**EXERCISE**
Below is a set of entries. Reproduce exactly the lines from the one containing "of the parking" through the end, both included.

## Begin INPUT FOR THIS TASK

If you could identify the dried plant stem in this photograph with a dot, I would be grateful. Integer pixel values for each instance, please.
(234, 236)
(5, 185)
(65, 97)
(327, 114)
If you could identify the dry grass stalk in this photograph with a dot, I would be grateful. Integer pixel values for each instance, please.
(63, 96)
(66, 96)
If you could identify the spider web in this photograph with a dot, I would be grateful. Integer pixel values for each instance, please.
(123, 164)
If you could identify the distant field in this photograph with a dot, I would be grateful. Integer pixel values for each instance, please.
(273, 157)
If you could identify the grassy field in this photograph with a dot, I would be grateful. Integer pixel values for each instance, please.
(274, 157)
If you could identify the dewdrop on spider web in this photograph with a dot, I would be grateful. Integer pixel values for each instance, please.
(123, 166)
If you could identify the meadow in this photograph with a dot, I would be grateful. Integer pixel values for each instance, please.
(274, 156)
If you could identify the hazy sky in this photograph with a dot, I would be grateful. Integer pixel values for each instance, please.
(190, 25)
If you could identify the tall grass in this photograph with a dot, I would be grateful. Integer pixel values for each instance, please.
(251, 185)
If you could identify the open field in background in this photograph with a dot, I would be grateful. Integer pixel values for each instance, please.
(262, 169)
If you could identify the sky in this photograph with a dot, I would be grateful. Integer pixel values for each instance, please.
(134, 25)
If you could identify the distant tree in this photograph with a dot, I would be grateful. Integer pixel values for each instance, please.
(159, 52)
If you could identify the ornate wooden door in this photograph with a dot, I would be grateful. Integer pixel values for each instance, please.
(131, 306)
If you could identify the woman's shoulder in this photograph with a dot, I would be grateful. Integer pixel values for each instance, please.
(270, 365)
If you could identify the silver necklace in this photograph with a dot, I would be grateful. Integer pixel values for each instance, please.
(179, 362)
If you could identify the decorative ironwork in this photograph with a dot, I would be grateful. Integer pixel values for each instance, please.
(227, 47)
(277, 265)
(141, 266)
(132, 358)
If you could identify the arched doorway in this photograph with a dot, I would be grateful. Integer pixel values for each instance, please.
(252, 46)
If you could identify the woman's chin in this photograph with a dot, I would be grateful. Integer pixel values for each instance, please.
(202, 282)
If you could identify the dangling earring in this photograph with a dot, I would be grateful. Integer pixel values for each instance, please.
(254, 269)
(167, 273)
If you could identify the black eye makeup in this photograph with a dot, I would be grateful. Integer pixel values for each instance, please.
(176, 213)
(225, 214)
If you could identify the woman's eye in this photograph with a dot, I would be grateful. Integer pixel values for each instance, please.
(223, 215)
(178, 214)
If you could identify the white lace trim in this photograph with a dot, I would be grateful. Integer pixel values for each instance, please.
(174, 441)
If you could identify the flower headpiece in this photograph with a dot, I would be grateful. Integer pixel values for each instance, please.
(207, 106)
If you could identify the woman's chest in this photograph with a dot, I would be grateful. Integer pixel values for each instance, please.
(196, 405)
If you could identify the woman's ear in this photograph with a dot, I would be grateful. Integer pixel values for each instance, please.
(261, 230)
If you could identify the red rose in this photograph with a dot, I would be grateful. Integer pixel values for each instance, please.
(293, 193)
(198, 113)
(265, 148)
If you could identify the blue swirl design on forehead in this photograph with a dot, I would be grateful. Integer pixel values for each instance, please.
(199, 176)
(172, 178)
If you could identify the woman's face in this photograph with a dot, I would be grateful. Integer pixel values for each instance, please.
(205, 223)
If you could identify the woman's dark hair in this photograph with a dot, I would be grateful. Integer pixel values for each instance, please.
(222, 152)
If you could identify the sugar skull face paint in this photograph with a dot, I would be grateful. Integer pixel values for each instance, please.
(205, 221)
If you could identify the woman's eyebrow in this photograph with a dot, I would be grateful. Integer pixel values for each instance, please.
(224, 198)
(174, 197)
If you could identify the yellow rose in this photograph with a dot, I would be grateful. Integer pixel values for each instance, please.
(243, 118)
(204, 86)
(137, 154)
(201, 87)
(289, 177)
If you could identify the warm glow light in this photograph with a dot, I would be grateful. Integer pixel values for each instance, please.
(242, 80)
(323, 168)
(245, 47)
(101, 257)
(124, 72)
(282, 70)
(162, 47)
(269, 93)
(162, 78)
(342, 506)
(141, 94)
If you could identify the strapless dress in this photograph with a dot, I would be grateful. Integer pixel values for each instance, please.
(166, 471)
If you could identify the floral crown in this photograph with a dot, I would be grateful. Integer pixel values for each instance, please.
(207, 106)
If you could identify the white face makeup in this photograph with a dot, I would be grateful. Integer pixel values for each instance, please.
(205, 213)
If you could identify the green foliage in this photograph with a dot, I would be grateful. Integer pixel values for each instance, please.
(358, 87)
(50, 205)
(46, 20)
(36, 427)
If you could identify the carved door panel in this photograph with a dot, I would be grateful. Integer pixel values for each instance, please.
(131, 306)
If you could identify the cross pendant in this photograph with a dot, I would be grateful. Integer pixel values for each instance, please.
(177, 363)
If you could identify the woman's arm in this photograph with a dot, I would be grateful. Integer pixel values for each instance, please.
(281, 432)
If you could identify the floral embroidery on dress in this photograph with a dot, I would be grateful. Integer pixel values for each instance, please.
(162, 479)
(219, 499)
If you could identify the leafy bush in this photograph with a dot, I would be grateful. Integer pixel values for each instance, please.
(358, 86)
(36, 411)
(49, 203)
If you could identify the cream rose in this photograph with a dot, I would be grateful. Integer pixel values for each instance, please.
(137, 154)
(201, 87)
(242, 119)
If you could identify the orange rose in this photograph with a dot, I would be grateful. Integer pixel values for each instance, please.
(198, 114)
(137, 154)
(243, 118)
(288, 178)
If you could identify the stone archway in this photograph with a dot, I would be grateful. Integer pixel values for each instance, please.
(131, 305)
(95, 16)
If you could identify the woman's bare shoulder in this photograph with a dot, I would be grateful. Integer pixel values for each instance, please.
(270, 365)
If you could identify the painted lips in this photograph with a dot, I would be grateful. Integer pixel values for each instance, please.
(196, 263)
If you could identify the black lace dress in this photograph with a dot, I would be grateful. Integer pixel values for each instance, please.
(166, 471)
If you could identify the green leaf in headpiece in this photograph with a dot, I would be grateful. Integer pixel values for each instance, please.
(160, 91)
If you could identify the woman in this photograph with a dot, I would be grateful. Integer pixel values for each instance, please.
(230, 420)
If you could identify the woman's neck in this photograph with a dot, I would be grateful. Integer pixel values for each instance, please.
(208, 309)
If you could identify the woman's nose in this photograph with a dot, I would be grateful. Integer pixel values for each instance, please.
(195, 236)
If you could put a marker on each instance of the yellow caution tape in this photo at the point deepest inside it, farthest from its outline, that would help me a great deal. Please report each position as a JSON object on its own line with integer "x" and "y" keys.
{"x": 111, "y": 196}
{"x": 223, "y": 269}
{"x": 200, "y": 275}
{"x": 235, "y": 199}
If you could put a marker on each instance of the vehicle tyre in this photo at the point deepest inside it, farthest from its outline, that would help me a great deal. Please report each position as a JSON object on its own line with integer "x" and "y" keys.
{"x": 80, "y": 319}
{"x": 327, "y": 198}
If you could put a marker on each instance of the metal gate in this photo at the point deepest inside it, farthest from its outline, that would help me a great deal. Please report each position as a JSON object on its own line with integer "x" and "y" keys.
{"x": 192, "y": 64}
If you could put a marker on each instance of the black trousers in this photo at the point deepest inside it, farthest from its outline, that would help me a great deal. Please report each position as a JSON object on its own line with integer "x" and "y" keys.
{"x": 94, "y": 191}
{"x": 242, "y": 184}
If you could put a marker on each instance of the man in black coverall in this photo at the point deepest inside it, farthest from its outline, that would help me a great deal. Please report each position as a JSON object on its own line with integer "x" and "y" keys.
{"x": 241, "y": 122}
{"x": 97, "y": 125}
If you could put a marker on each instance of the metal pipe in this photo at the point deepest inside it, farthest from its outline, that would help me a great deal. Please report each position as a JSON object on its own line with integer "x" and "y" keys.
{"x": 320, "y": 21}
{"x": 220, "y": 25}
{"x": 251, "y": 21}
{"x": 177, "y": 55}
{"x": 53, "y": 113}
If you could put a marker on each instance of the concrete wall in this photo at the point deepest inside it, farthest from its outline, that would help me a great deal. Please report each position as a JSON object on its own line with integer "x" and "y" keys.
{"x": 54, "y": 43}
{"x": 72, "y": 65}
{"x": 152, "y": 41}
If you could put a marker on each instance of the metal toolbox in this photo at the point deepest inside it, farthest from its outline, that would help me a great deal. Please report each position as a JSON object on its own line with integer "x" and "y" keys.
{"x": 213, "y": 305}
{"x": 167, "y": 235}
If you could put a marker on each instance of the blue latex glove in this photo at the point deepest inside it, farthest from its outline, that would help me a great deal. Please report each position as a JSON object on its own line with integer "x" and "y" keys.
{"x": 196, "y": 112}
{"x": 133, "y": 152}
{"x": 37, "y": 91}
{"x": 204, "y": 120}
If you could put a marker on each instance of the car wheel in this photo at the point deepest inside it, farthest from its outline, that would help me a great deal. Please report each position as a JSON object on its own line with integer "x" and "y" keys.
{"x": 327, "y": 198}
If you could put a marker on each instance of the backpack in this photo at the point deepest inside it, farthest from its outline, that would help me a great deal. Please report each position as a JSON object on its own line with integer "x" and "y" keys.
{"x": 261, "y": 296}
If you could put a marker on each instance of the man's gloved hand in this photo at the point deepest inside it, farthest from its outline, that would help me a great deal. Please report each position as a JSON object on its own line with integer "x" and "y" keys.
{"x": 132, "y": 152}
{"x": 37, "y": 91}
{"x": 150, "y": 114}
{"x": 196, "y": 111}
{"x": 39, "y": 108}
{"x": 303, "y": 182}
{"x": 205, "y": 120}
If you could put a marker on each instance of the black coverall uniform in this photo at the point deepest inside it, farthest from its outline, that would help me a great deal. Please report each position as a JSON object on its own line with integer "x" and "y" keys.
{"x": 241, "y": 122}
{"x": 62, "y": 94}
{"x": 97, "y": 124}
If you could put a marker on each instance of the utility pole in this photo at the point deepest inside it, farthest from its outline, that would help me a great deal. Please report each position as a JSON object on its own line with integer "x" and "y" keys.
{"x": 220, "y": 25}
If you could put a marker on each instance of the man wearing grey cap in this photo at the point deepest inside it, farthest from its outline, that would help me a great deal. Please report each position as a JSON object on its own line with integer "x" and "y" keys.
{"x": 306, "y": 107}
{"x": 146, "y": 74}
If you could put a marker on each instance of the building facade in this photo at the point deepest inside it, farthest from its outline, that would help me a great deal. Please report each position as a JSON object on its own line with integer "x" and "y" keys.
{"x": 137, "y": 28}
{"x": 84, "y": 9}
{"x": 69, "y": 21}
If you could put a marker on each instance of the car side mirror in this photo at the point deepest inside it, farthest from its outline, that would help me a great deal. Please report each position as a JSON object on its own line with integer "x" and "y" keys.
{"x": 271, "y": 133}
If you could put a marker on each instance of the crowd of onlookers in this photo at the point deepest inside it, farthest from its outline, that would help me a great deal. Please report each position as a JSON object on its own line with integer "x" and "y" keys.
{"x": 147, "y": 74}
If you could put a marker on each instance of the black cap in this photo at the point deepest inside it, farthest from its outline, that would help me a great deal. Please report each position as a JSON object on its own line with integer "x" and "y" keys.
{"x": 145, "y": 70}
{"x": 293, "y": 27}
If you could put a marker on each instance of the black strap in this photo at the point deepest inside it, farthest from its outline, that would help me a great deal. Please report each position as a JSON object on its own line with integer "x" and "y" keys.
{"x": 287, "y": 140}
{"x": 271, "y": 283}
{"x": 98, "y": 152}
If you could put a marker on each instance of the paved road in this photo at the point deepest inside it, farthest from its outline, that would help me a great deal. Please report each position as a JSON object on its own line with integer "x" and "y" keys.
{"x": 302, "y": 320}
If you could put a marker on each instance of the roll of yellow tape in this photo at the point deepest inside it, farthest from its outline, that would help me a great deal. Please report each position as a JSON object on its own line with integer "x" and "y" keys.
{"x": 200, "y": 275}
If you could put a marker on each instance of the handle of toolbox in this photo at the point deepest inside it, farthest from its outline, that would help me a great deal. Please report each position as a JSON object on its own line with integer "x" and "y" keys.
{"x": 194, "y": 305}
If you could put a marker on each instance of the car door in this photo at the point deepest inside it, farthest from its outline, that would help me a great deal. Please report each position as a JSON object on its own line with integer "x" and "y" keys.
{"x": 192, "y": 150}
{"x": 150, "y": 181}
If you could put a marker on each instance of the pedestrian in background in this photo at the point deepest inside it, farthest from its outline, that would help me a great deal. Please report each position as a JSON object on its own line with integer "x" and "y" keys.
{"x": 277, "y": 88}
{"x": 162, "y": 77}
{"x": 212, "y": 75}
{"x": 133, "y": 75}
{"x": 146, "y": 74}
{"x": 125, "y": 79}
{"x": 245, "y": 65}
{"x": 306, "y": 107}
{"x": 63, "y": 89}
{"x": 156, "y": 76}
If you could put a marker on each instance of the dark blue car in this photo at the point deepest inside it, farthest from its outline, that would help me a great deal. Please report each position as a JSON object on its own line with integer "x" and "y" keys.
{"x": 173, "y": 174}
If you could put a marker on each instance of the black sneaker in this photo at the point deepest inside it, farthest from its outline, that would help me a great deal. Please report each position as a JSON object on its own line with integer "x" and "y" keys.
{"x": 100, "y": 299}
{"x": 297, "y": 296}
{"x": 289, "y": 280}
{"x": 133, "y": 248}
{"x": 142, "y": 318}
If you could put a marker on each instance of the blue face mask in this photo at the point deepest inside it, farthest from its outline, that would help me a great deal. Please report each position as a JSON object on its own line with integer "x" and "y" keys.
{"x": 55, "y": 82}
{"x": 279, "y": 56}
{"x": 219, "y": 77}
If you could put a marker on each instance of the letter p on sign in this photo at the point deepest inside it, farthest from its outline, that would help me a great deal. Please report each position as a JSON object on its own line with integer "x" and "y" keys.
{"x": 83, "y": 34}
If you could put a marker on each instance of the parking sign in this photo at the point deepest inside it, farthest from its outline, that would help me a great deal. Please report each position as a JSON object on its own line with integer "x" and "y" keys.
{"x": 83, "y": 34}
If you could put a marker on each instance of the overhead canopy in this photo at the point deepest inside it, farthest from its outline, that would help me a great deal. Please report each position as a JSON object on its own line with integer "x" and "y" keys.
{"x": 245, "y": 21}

## End INPUT FOR THIS TASK

**EXERCISE RESPONSE**
If you could put a marker on each instance of the parking sign in this photo at the point deepest inside it, farthest from its outline, that would help me a great deal. Please report each position as a JSON object on its own line with integer "x" and "y" keys.
{"x": 83, "y": 34}
If you could put a marker on each instance of the overhead canopy in this photo at the point deepest inside it, farthest from its outline, that would help me a great deal. Please report each position as a JSON object on its own line with integer "x" and "y" keys.
{"x": 245, "y": 21}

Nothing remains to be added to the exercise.